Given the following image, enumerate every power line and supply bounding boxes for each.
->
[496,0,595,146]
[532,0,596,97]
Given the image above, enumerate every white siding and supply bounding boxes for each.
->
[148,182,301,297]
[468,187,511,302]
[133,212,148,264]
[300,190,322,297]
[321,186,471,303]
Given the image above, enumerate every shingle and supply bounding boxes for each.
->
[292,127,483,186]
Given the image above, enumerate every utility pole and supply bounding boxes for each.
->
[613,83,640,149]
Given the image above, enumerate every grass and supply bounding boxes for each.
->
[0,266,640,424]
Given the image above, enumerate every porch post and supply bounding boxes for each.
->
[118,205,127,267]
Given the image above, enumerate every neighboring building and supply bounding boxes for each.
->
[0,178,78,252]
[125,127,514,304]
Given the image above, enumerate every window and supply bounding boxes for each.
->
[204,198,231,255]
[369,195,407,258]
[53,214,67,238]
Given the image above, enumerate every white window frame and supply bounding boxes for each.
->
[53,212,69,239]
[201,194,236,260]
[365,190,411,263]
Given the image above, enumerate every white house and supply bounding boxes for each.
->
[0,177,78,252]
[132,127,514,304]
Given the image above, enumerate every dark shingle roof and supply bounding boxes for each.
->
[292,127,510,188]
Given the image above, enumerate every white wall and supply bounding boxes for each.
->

────

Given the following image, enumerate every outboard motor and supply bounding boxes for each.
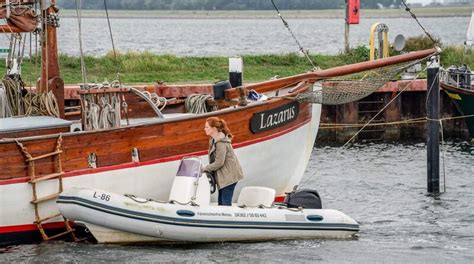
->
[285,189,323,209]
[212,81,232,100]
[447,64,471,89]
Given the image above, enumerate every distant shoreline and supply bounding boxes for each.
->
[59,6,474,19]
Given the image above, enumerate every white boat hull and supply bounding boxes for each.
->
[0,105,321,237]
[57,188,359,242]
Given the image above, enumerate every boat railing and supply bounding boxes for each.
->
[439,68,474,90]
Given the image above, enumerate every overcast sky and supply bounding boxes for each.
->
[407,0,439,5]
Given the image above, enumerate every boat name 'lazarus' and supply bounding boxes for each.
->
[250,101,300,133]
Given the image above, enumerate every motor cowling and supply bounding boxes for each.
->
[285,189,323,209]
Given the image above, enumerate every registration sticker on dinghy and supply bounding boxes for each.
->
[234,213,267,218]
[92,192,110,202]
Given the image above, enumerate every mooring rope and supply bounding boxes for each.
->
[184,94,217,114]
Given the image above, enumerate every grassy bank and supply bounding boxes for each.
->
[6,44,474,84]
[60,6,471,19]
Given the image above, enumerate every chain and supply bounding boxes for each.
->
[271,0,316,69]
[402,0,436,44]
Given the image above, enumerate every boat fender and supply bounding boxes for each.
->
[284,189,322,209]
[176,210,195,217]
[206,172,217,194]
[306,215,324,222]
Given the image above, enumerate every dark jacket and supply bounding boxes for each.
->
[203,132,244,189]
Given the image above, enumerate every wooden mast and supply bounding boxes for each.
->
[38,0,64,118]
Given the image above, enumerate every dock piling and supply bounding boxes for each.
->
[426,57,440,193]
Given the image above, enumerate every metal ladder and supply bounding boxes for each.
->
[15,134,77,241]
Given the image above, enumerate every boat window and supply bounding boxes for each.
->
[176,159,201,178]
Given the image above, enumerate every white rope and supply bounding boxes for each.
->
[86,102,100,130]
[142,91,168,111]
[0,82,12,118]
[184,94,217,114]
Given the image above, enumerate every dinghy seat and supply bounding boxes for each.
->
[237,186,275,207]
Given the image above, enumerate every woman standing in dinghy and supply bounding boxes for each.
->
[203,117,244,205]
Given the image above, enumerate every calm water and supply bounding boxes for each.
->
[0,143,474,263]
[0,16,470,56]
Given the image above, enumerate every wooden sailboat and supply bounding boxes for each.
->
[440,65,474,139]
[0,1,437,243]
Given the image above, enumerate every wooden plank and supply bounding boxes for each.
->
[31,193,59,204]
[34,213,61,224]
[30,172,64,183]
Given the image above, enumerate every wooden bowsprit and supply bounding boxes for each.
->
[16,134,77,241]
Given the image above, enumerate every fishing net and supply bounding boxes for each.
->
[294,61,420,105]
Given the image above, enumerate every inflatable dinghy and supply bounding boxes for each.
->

────

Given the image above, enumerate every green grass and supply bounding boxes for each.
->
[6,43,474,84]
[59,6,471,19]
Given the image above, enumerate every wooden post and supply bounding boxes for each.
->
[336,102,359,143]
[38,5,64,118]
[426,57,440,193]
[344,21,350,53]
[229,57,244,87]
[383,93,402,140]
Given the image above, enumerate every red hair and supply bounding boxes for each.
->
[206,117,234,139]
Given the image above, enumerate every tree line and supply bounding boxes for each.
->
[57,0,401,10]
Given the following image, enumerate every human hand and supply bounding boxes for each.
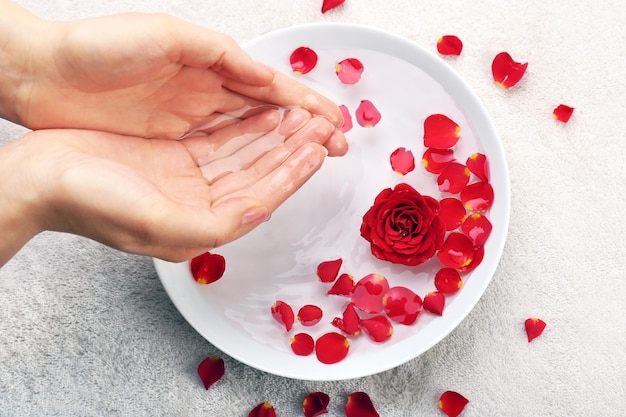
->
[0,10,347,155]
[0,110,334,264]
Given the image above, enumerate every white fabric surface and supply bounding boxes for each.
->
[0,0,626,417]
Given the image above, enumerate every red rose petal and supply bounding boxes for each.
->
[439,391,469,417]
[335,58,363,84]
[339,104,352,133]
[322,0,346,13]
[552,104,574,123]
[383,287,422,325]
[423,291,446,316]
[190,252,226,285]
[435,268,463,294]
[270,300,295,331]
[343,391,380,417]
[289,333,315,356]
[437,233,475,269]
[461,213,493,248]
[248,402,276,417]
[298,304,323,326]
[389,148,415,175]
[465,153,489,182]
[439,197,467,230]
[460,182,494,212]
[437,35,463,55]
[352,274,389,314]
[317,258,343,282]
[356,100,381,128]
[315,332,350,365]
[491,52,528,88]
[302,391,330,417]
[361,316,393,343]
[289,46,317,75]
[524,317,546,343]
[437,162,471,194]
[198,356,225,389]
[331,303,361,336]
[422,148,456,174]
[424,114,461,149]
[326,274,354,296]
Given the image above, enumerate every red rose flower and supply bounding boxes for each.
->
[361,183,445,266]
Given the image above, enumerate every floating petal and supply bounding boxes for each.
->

────

(PROBLEM REQUIREMENTS): Reproduce the records verbatim, starting at the line that contains "Given the image above, enumerate every boat railing" and ending at the line that contains "[237,186,275,207]".

(SOLUTION FOR THIS PROBLEM):
Given the image above, enumerate every boat railing and supply bounding boxes for each.
->
[439,68,474,90]
Given the image above, enumerate every overcast sky and supply bounding boxes for each.
->
[407,0,439,5]
Given the image above, enumerate every boat name 'lazarus' and supply bounding boxes for each.
->
[250,101,300,133]
Given the image above, enumerate every motor cowling and supply bounding boxes for each.
->
[285,189,323,209]
Given the image above, enumerate every registration sticker on dinghy and supply bounding boxes for each.
->
[234,213,267,218]
[92,192,110,202]
Given the image above, enumerate every mooring rope and supply bounding boxes for each.
->
[184,94,217,114]
Given the image above, enumerate every grassy bank and supply bounding boxes for each.
->
[6,44,474,84]
[60,6,471,19]
Given the image above, enumerate every chain and supply bounding boxes for each.
->
[271,0,316,69]
[402,0,436,44]
Given the image above, enumerate every boat fender and supply bounding boxes for each.
->
[284,189,322,209]
[176,210,195,217]
[206,172,217,194]
[306,215,324,222]
Given the image above, enumerate every dark jacket and supply bounding boxes for each.
->
[203,132,244,189]
Given the image above, enumerate every wooden mast and supply bounding boxes for each.
->
[38,0,64,118]
Given the image above, enumerate every dock piling and supply bounding boxes for each.
->
[426,57,440,193]
Given the image above, enumerate every metal ladder and supply bounding boxes for each.
->
[15,134,77,241]
Given the image above, enumerate every boat window and supply bounding boxes for each.
->
[176,159,201,178]
Given the image above, enumerate every white rope and supply bounding boxes for each.
->
[86,102,100,130]
[142,91,168,111]
[0,82,12,118]
[184,94,217,114]
Given the image above, enumerate every dinghy seat and supply bounding boxes for each.
->
[237,186,275,207]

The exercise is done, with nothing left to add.